### Work order
Out of the lines below, please list those that hold the string "wooden".

### Recorded data

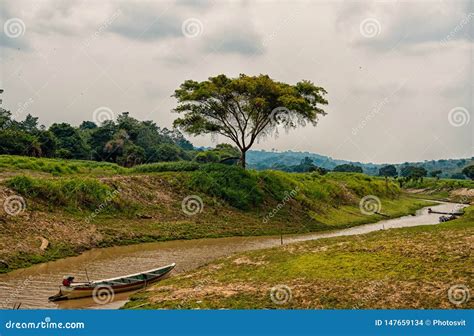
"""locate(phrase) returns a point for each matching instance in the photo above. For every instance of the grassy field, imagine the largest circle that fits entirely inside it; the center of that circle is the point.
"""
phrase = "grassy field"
(449, 189)
(104, 205)
(399, 268)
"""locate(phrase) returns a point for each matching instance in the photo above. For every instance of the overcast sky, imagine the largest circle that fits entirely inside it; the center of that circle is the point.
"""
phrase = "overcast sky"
(399, 75)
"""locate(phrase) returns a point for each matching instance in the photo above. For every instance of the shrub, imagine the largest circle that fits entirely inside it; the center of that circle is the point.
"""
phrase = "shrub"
(166, 166)
(233, 184)
(77, 192)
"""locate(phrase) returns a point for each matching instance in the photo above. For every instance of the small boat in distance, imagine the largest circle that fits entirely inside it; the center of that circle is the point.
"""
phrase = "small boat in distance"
(75, 290)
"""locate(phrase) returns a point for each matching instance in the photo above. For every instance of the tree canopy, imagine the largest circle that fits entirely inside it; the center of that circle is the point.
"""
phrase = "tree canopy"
(246, 108)
(126, 141)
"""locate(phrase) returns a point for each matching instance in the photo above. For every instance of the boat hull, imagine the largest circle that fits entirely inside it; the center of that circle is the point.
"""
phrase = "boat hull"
(103, 287)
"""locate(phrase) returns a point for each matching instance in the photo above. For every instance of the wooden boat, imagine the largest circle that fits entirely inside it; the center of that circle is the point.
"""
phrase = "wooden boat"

### Completed task
"""locate(phrase) returns a point for each matching instance in the photo above. For every instance of the wooden boat, imagine the largest circle that fits entirely inside it; the center of that circle is the point.
phrase = "wooden boat"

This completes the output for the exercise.